▸ Instructions to follow:
Restate every record exactly as it is written, while omitting the pictures it holds.

▸ Excerpted records:
********

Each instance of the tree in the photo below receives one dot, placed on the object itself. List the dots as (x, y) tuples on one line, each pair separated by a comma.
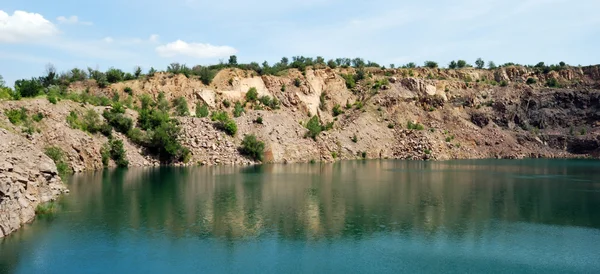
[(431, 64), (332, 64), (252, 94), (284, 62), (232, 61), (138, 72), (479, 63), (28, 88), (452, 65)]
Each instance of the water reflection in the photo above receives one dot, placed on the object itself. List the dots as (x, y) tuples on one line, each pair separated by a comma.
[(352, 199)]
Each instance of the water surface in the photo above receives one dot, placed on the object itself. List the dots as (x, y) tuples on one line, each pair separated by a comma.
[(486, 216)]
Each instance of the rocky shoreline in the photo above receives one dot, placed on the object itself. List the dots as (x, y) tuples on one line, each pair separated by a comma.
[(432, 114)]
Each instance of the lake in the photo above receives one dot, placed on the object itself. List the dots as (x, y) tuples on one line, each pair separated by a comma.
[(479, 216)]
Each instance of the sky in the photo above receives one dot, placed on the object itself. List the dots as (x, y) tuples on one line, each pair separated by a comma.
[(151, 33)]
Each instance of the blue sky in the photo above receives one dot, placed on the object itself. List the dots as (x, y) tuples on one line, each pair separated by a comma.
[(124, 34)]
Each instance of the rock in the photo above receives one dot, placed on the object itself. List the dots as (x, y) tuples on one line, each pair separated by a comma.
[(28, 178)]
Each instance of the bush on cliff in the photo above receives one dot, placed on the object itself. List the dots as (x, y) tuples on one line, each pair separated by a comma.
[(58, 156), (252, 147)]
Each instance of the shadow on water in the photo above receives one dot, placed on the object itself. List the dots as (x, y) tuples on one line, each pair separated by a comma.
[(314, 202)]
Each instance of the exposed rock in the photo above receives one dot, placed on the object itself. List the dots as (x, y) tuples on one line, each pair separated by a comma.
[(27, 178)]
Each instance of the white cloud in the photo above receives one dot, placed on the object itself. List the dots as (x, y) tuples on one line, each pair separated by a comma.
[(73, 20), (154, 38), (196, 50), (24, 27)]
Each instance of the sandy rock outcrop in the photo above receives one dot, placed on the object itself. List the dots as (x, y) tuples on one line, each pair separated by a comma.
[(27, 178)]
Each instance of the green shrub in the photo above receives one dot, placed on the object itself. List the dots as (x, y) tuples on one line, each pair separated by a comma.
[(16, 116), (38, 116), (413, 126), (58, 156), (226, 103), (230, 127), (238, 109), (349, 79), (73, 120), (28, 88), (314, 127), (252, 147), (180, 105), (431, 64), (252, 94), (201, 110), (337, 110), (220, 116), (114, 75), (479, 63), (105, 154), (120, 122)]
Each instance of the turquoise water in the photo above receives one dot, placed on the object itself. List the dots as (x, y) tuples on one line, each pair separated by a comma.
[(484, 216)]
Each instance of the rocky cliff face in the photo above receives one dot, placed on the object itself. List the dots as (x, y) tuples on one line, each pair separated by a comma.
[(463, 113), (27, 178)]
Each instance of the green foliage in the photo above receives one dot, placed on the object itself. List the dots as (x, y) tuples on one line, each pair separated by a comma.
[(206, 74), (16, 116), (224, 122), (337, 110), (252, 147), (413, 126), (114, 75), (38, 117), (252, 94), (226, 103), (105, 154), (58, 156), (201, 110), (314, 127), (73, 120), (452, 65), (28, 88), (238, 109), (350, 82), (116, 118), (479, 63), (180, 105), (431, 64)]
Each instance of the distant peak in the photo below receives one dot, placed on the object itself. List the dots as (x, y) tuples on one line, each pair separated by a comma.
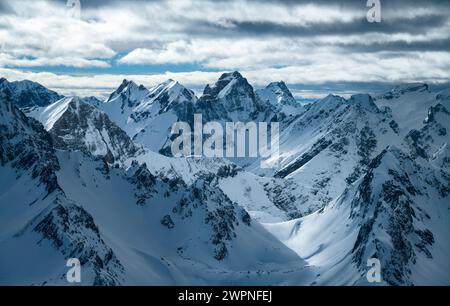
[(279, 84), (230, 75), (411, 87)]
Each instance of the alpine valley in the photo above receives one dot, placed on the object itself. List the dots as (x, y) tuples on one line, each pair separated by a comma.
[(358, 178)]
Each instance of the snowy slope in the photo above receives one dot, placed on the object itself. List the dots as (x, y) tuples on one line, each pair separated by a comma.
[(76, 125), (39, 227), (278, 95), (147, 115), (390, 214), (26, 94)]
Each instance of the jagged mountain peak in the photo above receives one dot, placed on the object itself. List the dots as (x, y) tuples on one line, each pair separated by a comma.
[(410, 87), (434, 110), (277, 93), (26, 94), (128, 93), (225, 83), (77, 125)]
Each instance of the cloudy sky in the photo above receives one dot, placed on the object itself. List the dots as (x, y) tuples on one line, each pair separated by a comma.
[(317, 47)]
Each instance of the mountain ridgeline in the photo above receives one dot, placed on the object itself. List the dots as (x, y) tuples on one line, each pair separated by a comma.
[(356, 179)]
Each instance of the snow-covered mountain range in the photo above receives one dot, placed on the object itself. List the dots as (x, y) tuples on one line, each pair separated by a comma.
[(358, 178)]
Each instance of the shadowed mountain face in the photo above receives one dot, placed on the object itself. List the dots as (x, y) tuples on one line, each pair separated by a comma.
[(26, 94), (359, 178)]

********

▸ Exercise answer:
Each instance of the tree in the photo below receives one dot, placed on the object itself. List the dots as (x, y) tuples on one line, each pair separated by a comma.
[(431, 64), (332, 64), (252, 94), (284, 62), (232, 61), (138, 72), (479, 63), (28, 88), (452, 65)]
Each instance of the water reflection in the photo above receives one dot, placed on the object itself. List the dots as (x, y) tuples on one line, each pair separated by a comma.
[(352, 199)]
Each instance of the water surface in the photo above receives one dot, placed on the object itself. List the dots as (x, y) tuples on one line, each pair separated by a comma.
[(486, 216)]
Each instance of the rocky shoreline in the photo above receives one dot, placed on the object itself. List the dots as (x, y) tuples on one line, each pair separated by a comma.
[(432, 114)]
Each instance of the lake in the photo above receives one dot, placed on the object itself. List the dots as (x, y) tuples on one line, each pair separated by a comma.
[(479, 216)]
Each instance of the sky in the photo above receives one dot, placed on the object itself. List the dots as (x, y) tuples on one line, each pair separated by a comma.
[(151, 33)]
Each instance of the blue sky in the photo above receives one dot, placed on the object itself. List the dots as (x, y) tuples on one line, each pair separated by a comma.
[(124, 34)]
Each instance of the rock in the photo above receives one dot, placed on the object itself. List the dots as (x, y) tuples on one line, each pair separated by a comma.
[(28, 178)]
Each instance of the bush on cliff in the photo above receives one dot, placed on the object itself. List the dots as (x, y) tuples on one line, each pair separated by a comma.
[(58, 156), (252, 147)]
Each instance of the shadow on water in the photo above receives one dot, placed on the object itself. List the dots as (x, y) tuples on one line, each pair separated by a comma.
[(314, 202)]
Each instance of the exposed rock in the photo above receives one dot, placed on the object itself. List the dots as (x, y) tuples on one line, each pair separated by a comma.
[(27, 178)]
Each instance of the white cloud in the photo above receives one dot, placed on the object itself. List the dots as (x, y) tuples on one line, each pair separated by a comma.
[(73, 20), (154, 38), (196, 50), (24, 27)]
Each instance of the sandy rock outcrop in the photo above receives one dot, placed on the object itself. List the dots as (x, y) tuples on one line, each pair separated by a comma.
[(27, 178)]
Each instance of the green shrub in the photo above receives one dot, placed on the object itself. List the dots as (x, y) tuples on one line, each pair separated by a comma.
[(16, 116), (38, 116), (413, 126), (58, 156), (226, 103), (230, 127), (238, 109), (349, 79), (73, 120), (28, 88), (314, 127), (252, 147), (180, 105), (431, 64), (252, 94), (201, 110), (337, 110), (220, 116), (114, 75), (479, 63), (105, 154), (120, 122)]
Each instance of the turquoise water in the photo above receives one dot, placed on the object itself. List the dots as (x, y) tuples on one line, each pair separated by a comma.
[(484, 216)]
Each instance of the rocky cliff face in the photo above receives one dot, placed on the object itself. List the dots as (x, y) tuples on one line, each pair separated by a comma.
[(463, 113), (27, 178)]
Each instance of the green foliage in the photo above receives one dot, placed on the object itself. List the dots as (x, y) tuples on one line, each pair separated by a comma.
[(206, 74), (16, 116), (224, 122), (337, 110), (252, 147), (413, 126), (114, 75), (38, 117), (252, 94), (226, 103), (105, 154), (58, 156), (201, 110), (314, 127), (73, 120), (452, 65), (28, 88), (238, 109), (350, 82), (116, 118), (479, 63), (180, 105), (431, 64)]
Each instance of the distant peak in the photo below receives one dot, placed on the object itself. List the dots as (x, y) tuples on one line, each pair separated by a comma.
[(279, 84), (230, 75), (411, 87)]
Each instance of the alpine valley in the photo above receives one dot, placed on the object itself. List the dots as (x, y) tuples on one line, each pair separated by a comma.
[(358, 178)]
Each instance of the snowy slope in the photo above receives one dot, placed on the object itself. List the dots as (x, y) tuples on one line, each pair separated by a comma.
[(76, 125), (39, 227), (278, 95), (147, 115), (390, 214), (26, 94)]
Each instance of the jagged mountain peak in the photo above receives one dot, placed on the object itself. List the dots as (x, y) tuples on one line, each pair separated by a comma.
[(410, 87), (434, 110), (277, 93), (26, 94), (128, 93), (225, 83), (77, 125)]
Each instance of the cloudy sky in the photo above receives one dot, placed on the object itself. List the dots as (x, y) tuples on one line, each pair separated by a comma.
[(317, 47)]
Each instance of the mountain ridgeline in the photo above receives one dot, placed on the object itself. List the dots as (x, y) tuples on one line, each pair separated by a comma.
[(356, 179)]
Each instance of the snow-covered mountain range in the photo above receives one dot, placed on the object itself. List the dots as (x, y) tuples on one line, each pair separated by a comma.
[(358, 178)]
Each instance of the shadowed mountain face in the photo above receives one dot, placed on the object itself. List the dots as (x, y) tuples on one line, each pair separated by a comma.
[(26, 94), (359, 178)]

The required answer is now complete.